Provided passage:
============================================================

1903 painting by Jacek Malczewski

Polish Hamlet. Portrait of Alexander Wielopolski is an oil painting by Jacek Malczewski from 1903, presenting the allegorical grandson Aleksander Wielopolski and two different visions of the fate of the Polish nation. It is in the collection of the National Museum, Warsaw.

==Description==
It was painted in 1903, and is one of the most famous works of Malczewski. It presents the grandson of Aleksander Wielopolski – Polish politician, a member of the Polish Kingdom government in the early 1860s, who tried to maneuver between the interests of the invaders and the Polish population – in the act of considering his grandfather's legacy. The figure is located in the center of the composition, between two women. He is dressed in yellow-green dress and belted pouch, in which instead of bullets are tubes of paint, and he thoughtfully pulls on the petals of chamomile.

============================================================

Data provided:
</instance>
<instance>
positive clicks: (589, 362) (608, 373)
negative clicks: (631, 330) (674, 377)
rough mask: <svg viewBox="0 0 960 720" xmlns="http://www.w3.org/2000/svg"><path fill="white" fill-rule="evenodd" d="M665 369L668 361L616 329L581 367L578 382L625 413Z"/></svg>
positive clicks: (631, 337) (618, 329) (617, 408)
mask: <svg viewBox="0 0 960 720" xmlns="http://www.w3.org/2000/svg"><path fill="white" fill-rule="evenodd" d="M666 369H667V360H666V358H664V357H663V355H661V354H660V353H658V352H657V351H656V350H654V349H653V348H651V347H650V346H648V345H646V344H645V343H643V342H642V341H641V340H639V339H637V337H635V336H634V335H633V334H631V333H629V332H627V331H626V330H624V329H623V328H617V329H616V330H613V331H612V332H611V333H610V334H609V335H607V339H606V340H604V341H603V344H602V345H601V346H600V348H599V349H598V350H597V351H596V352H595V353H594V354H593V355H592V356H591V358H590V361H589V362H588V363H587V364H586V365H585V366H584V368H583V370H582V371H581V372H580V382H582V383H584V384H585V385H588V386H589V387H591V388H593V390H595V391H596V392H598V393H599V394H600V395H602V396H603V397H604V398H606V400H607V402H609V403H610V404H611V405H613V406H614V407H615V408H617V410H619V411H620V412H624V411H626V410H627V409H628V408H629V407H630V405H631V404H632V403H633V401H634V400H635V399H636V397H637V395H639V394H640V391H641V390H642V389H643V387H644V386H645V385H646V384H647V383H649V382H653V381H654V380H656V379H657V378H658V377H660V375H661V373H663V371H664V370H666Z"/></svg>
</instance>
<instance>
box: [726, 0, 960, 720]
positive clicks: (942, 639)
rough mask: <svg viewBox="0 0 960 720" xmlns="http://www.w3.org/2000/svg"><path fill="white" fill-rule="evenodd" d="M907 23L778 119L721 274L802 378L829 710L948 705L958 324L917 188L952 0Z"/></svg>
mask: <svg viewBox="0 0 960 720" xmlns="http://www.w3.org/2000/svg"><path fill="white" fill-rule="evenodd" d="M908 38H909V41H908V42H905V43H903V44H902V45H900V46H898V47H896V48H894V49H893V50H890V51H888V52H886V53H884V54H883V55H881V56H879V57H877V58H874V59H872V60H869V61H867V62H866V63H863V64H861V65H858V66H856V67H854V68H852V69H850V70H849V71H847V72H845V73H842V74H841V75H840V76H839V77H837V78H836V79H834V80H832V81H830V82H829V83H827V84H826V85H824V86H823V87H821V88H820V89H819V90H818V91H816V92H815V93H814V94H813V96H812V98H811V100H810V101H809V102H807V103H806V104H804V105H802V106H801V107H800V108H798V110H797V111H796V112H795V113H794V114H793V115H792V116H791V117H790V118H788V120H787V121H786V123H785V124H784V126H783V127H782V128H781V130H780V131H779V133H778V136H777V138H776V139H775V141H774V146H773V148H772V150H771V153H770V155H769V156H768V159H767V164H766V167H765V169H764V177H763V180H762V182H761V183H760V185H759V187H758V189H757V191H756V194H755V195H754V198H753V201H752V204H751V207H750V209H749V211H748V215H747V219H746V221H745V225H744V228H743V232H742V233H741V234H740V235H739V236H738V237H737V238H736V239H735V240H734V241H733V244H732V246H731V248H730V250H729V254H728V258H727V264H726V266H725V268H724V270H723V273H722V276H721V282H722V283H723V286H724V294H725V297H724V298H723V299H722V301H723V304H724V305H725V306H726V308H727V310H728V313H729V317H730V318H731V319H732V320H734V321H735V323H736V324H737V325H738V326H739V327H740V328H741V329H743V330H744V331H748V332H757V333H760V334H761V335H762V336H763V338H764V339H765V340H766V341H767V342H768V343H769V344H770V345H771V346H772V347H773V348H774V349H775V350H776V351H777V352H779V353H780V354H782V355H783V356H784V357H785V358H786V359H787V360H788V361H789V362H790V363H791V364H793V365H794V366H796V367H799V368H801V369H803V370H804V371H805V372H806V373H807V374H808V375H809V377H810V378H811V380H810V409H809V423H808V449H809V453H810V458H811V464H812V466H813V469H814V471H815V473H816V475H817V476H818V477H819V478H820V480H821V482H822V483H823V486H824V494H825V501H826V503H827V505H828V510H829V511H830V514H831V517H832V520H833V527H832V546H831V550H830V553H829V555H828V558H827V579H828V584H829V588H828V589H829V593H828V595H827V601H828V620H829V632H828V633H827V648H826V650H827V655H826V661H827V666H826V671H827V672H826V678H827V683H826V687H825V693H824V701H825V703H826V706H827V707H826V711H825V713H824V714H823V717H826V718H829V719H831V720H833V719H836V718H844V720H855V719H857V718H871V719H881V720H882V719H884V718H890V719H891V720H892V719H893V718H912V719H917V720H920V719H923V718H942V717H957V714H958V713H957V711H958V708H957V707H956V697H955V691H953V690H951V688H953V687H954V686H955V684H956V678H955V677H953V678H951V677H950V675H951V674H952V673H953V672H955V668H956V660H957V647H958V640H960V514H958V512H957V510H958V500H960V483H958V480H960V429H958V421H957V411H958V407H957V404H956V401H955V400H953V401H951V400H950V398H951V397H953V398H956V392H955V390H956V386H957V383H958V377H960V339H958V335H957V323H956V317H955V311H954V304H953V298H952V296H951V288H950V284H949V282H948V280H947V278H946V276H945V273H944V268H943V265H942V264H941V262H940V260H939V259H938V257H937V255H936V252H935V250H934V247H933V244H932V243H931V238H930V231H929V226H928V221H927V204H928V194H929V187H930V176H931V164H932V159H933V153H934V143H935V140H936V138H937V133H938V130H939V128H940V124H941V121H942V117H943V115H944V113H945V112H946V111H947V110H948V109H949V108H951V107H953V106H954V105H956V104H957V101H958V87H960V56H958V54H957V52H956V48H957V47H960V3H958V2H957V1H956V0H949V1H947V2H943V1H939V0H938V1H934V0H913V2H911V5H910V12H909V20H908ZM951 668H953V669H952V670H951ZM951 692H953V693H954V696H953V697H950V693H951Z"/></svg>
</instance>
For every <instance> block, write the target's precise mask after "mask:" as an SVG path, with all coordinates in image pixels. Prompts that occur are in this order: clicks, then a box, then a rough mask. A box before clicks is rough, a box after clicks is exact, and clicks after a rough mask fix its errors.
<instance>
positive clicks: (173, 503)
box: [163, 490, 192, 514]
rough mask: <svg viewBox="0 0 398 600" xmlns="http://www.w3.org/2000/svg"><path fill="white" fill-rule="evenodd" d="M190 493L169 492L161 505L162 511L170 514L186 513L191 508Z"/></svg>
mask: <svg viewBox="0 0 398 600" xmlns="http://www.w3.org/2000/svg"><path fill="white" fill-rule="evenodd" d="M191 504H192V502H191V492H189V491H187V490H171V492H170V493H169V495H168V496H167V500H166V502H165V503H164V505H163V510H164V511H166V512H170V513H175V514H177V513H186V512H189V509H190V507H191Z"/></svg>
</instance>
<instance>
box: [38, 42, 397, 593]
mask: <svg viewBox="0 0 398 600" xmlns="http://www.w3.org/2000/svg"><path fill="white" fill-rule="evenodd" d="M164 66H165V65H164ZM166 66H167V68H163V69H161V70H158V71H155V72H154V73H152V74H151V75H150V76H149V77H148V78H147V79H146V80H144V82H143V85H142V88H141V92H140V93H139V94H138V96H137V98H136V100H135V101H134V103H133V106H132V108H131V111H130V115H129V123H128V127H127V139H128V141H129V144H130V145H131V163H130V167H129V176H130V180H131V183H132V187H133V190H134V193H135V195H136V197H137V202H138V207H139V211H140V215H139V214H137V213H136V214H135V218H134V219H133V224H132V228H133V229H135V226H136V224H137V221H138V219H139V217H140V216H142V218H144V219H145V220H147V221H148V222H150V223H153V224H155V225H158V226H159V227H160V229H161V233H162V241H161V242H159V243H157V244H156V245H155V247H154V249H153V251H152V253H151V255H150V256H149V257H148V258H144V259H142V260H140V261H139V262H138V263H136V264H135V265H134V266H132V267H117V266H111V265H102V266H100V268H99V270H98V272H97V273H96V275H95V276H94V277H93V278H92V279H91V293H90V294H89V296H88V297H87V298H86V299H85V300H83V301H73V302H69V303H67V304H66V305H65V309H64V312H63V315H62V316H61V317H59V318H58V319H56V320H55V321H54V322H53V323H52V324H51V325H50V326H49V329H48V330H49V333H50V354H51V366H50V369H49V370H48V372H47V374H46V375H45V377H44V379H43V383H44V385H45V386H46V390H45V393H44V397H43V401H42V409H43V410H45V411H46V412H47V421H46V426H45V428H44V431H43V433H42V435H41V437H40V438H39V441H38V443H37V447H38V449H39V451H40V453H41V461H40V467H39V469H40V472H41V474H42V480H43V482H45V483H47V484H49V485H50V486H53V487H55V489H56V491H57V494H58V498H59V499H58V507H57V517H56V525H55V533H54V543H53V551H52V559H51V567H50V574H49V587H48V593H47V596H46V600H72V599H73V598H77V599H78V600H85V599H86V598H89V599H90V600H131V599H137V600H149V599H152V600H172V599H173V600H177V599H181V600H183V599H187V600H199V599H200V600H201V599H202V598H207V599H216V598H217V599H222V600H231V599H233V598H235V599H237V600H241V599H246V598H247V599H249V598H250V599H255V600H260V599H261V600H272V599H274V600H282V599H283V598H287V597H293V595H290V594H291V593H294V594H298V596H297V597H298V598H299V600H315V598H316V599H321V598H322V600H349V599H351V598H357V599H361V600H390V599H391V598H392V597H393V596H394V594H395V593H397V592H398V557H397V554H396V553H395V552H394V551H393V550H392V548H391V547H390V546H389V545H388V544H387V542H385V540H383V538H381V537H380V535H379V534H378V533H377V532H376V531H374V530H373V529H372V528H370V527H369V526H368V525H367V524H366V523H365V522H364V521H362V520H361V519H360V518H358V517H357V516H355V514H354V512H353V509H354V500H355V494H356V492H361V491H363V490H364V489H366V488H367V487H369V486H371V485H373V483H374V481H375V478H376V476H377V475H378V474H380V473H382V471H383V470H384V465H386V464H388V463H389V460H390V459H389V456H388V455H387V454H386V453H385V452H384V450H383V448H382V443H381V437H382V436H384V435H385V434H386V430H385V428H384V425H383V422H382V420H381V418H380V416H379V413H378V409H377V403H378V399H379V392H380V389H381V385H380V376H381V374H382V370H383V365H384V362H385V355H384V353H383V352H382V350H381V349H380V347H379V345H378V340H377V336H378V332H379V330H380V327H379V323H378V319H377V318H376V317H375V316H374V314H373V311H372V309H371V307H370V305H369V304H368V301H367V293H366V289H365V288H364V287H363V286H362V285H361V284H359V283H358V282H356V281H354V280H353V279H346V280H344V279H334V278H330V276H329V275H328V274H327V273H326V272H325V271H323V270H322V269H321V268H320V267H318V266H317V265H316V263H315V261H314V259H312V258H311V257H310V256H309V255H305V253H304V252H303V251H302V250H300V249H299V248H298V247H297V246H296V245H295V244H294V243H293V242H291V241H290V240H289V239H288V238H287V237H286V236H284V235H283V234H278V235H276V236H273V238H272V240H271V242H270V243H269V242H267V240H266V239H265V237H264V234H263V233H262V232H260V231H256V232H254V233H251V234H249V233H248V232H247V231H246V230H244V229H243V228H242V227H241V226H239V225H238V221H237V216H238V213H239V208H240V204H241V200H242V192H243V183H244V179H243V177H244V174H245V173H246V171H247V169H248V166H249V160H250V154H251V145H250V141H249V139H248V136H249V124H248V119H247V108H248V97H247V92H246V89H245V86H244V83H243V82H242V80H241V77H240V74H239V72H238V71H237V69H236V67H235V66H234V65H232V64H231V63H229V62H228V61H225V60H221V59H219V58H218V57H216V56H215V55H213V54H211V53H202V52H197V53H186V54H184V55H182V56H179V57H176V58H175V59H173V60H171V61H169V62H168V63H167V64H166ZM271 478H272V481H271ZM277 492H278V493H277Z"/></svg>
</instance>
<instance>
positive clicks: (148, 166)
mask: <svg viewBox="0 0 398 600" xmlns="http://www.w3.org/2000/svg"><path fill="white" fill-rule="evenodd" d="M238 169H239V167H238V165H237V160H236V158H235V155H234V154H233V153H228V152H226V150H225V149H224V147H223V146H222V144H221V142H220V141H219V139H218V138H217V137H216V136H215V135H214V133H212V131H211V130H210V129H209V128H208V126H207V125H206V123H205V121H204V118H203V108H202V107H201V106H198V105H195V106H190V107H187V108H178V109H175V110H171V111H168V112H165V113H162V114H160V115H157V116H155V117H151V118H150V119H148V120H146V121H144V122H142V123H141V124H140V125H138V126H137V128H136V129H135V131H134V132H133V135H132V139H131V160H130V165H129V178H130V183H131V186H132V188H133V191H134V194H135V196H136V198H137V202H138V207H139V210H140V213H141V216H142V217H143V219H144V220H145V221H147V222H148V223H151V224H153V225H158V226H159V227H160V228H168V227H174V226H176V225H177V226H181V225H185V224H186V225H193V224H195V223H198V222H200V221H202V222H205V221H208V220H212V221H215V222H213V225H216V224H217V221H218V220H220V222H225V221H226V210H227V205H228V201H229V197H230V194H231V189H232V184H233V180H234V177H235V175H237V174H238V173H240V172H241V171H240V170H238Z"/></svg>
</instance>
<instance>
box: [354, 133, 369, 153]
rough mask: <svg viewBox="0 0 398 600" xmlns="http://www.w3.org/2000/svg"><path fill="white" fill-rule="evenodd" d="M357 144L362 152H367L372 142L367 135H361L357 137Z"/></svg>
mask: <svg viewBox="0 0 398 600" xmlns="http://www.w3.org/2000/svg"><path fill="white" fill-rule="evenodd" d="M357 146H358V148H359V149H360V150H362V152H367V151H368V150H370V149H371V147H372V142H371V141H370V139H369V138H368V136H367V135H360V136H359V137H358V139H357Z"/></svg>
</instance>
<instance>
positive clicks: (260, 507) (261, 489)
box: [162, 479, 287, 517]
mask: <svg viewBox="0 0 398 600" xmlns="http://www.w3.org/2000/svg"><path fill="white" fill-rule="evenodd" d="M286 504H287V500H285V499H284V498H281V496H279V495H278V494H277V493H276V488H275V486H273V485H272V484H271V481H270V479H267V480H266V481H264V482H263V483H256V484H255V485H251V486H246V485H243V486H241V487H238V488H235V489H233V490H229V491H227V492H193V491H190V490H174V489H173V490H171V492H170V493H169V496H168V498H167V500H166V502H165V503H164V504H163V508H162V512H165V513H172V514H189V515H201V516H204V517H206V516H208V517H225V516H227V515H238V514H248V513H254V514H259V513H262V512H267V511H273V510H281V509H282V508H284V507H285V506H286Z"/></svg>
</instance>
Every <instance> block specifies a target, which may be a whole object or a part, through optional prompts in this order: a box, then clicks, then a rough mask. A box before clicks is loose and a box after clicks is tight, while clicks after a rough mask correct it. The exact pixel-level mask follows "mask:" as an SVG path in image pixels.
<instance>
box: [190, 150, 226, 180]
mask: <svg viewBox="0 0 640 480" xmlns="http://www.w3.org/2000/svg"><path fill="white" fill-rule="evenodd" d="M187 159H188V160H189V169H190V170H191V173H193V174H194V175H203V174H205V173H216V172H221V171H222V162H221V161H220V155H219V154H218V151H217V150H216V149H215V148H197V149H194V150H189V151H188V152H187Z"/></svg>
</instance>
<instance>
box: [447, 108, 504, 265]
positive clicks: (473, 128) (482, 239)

============================================================

Required actions:
(a) Reproduce the stretch of the Polish Hamlet painting passage from "Polish Hamlet. Portrait" through "National Museum, Warsaw.".
(b) Answer these questions using the Polish Hamlet painting passage:
(i) In what year was the painting made?
(ii) Which museum holds the painting in its collection?
(iii) What is in the figure's pouch instead of bullets?
(c) Extend the Polish Hamlet painting passage with the section that follows its last sentence.

Answers for the tasks:
(a)
Polish Hamlet. Portrait of Alexander Wielopolski is an oil painting by Jacek Malczewski from 1903, presenting the allegorical grandson Aleksander Wielopolski and two different visions of the fate of the Polish nation. It is in the collection of the National Museum, Warsaw.

(b)
(i) 1903
(ii) The National Museum, Warsaw
(iii) Tubes of paint

(c)
==Analysis==
The painting is symbolic and patriotic, it can be read in several ways. The women placed on both sides of the picture are an allegory of two different visions of the fate of their homeland. Located to the right is an elderly woman with white hair, dressed in dark robes, her hands cuffed by shackles, and her face takes on an expression of sadness, despair and awareness of their situation. She embodies Poland enslaved, experienced by fate, remaining under the yoke of others, and who can not be liberated. On the left side there is a young girl, half-naked, shown at the time of breaking the shackles. She is full of energy, and her face is very expressive. It symbolizes the "young Poland" - capable of action and being able to release from the long-term captivity.

The image can be interpreted as a question of choosing the right way and the future fate of the homeland, entering a new century. This dilemma clearly refers to the title character of Hamlet, William Shakespeare's drama and his life choice, as highlighted in the title of the work. Aleksander Wielopolski is an example of the person making the difficult decision, and carrying the consequences of that choice, resulting from the need to accept or reject the attitude towards life of his grandfather. The artist does not favor either solution. The figure of a man is pensive, lost in melancholy, and his indecision is highlighted even more by the flower in his hand and a belt on the body. The work is an expression of his concern for the future of the Polish nation.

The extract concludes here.